• **Extracted data**:
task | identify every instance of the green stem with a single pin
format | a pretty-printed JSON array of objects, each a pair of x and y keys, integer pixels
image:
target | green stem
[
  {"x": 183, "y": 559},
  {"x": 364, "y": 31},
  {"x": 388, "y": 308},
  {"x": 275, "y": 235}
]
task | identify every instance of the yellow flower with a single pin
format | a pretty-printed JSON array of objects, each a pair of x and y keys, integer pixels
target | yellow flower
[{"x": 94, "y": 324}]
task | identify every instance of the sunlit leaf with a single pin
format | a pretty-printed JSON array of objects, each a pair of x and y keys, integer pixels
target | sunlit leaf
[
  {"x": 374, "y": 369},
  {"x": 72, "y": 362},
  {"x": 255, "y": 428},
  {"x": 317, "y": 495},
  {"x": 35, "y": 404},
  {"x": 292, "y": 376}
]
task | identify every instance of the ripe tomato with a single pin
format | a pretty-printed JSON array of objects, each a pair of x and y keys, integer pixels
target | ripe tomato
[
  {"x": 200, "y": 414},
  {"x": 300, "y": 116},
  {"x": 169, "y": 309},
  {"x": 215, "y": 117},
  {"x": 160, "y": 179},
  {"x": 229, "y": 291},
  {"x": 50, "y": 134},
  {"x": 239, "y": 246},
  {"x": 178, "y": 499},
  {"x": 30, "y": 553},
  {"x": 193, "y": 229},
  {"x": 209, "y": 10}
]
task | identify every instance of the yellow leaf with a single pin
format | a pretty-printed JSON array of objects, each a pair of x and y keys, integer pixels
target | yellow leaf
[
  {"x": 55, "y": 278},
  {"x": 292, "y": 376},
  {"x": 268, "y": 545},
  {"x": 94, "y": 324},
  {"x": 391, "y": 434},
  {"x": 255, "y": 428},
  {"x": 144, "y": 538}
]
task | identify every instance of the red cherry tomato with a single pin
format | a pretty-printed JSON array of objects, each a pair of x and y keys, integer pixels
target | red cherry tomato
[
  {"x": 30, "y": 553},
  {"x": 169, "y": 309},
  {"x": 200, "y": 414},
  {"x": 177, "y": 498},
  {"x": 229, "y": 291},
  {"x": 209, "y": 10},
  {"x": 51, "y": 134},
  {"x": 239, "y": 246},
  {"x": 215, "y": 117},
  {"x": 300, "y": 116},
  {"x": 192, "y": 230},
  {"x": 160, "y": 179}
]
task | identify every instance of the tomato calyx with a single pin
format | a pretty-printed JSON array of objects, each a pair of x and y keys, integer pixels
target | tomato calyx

• **To do**: Rewrite all of the rows above with "identify" changed to "locate" wherever it occurs, leaving everything else the same.

• **Solution for this exercise**:
task | locate every instance of the green stem with a single pin
format | a pretty-printed JSON array of objects, each a pair of x and y keys, integer pixels
image:
target | green stem
[
  {"x": 183, "y": 559},
  {"x": 364, "y": 31},
  {"x": 388, "y": 308},
  {"x": 275, "y": 235}
]
task | locate every instance of the yellow flower with a single pin
format | a pretty-printed JSON array of objects, each a pair of x and y keys, integer pixels
target | yellow flower
[{"x": 94, "y": 324}]
task | locate every instance of the sunlit leaf with a single pin
format | a pretty-printed JSON array of objects, each a pair of x and y keys, integer pixels
target | sunlit leaf
[
  {"x": 374, "y": 369},
  {"x": 72, "y": 362},
  {"x": 255, "y": 428},
  {"x": 317, "y": 495},
  {"x": 35, "y": 404},
  {"x": 292, "y": 376}
]
task | locate every instance of the ripe tomato with a single pin
format | a pretty-printed JSON array of objects, each a pair of x and y keys, integer pixels
target | ripe tomato
[
  {"x": 200, "y": 414},
  {"x": 300, "y": 116},
  {"x": 169, "y": 309},
  {"x": 215, "y": 117},
  {"x": 160, "y": 179},
  {"x": 229, "y": 291},
  {"x": 50, "y": 134},
  {"x": 239, "y": 246},
  {"x": 178, "y": 499},
  {"x": 30, "y": 553},
  {"x": 193, "y": 229},
  {"x": 209, "y": 10}
]
task | locate every instance of the yellow leaf with a single pin
format | a pretty-printed JSON array of objects, each a pair of x and y keys, integer pixels
target | yellow leaf
[
  {"x": 55, "y": 278},
  {"x": 292, "y": 376},
  {"x": 268, "y": 545},
  {"x": 94, "y": 324},
  {"x": 391, "y": 434},
  {"x": 255, "y": 428},
  {"x": 144, "y": 538}
]
task | locate every instance of the red cherry tomato with a single pin
format | a pretty-printed JSON array of objects, each a pair of x and y keys, integer pixels
target | red cherry tomato
[
  {"x": 30, "y": 553},
  {"x": 169, "y": 309},
  {"x": 200, "y": 414},
  {"x": 177, "y": 498},
  {"x": 229, "y": 291},
  {"x": 209, "y": 10},
  {"x": 51, "y": 134},
  {"x": 239, "y": 246},
  {"x": 215, "y": 117},
  {"x": 300, "y": 116},
  {"x": 192, "y": 230},
  {"x": 160, "y": 179}
]
task | locate every instance of the tomato calyx with a single pin
format | a pretty-printed JSON array of objects, each a pair of x and y keys, integer pixels
target | tomato calyx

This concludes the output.